The arthritis drug Bextra, made by Pfizer Inc., has shown a high incidence of heart attacks and strokes among patients, according to an American Heart Association study, the New York Times reported on Wednesday.
Bextra is similar to Merck & Co.’s drug Vioxx. Merck voluntarily recalled Vioxx from shelves in late September when a study showed it increased the risk of a cardiac event.
The AHA’s preliminary study of Bextra was unveiled on Monday at a meeting in New Orleans, which pooled data from 5,930 patients taking part in 12 trials. It found 2.19 times the number of heart attacks or strokes among patients given Bextra, compared with those given placebos, the Times reported.
“The magnitude of the signal with Bextra is even higher than what we saw in Vioxx. This is a time bomb waiting to go off,” Dr. Garret A. FitzGerald, a cardiologist and pharmacologist at the University of Pennsylvania who presented the study, told the Times in an interview.
The newspaper said that the new study of Bextra was not considered to be as as persuasive as the trial that led to Vioxx’s withdrawal because it was backward-looking and reorganized data that had been presented in other settings.
A spokeswoman for Pfizer told the Times that heart problems with Bextra appeared only in studies involving patients at very high risk of heart disease who were undergoing cardiac surgery—a detail Pfizer disclosed on Oct. 15.
Other studies of Bextra, involving 8,000 patients with arthritis who were followed for 6 to 52 weeks, found no heart problems, she told the newspaper.
A representative for Pfizer was not immediately available to comment to Reuters early on Wednesday.
* * * * * * *
THE PROBLEM:
According to the news report on Bextra, how many patients' data did the American Heart Association's preliminary study pool?
* * * * * * *
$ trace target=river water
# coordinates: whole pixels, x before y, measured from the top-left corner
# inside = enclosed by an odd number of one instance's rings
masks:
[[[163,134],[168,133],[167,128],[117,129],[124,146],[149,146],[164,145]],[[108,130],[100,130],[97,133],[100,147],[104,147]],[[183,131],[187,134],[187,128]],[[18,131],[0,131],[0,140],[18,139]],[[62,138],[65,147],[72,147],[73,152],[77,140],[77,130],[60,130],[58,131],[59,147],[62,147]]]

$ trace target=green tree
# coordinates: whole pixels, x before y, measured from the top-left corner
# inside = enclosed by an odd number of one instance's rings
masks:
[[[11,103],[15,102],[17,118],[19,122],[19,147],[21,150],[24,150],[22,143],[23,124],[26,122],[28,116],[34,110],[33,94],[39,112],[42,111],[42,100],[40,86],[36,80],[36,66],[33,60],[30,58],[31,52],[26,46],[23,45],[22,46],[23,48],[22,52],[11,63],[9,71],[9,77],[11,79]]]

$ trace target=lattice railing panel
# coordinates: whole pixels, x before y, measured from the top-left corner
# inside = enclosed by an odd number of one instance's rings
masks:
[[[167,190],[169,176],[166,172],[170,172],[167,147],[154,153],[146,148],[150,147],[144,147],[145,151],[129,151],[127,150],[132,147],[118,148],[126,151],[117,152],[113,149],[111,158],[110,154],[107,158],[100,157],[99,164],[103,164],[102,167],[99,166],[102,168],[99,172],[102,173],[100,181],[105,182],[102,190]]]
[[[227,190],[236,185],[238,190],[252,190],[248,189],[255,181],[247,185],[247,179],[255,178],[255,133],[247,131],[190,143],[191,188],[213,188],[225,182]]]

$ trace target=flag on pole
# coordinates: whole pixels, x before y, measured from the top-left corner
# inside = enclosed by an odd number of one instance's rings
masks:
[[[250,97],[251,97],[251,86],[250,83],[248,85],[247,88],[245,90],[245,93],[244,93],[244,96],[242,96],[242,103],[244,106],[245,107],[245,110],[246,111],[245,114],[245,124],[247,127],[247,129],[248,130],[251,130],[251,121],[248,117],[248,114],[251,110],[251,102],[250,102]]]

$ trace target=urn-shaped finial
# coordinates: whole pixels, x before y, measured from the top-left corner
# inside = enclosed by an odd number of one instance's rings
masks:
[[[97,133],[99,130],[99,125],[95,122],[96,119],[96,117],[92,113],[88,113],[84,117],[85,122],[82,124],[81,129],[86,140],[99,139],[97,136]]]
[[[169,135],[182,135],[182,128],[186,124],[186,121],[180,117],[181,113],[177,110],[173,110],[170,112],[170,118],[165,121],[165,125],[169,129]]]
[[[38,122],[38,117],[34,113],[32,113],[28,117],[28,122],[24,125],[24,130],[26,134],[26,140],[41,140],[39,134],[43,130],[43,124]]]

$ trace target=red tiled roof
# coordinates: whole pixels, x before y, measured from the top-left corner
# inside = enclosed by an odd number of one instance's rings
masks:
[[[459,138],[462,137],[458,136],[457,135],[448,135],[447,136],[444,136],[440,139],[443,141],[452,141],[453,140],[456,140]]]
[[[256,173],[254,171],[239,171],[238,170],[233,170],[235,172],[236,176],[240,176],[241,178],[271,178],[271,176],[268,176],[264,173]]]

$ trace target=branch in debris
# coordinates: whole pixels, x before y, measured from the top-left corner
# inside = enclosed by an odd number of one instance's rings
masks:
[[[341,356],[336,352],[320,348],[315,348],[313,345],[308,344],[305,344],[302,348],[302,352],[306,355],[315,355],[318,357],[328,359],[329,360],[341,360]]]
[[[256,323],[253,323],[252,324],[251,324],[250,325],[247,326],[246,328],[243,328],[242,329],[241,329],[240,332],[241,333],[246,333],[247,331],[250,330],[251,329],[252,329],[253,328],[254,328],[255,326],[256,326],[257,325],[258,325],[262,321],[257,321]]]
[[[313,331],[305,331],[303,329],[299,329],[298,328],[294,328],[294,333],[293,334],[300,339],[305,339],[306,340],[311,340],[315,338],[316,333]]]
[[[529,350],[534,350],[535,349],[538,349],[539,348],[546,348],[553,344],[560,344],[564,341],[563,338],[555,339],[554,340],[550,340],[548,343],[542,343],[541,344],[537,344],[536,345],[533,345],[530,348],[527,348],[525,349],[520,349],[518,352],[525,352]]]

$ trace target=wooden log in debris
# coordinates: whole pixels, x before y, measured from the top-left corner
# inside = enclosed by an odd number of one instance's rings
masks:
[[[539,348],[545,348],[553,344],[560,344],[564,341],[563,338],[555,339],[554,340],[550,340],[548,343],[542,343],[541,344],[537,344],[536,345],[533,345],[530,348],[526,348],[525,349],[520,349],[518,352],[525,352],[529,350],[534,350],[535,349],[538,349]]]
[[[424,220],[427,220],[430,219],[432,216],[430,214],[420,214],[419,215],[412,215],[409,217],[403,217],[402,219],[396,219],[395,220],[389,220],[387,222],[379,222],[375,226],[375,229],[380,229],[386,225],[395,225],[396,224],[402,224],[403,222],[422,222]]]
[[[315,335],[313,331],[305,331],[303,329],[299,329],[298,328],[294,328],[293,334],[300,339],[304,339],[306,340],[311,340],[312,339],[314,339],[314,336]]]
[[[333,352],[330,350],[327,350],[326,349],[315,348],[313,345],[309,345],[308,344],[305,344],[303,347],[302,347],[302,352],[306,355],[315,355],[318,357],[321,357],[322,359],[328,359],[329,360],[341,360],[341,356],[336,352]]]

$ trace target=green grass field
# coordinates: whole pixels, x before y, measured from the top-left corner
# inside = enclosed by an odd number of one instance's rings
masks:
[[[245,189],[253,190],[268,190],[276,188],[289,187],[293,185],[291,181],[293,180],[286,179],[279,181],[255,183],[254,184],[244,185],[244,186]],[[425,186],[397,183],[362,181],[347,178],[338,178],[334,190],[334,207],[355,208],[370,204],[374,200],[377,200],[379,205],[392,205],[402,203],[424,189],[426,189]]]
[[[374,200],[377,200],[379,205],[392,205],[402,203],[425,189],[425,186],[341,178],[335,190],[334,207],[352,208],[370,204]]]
* * * * * * *
EXERCISE RESULT:
5,930 patients, drawn from 12 trials.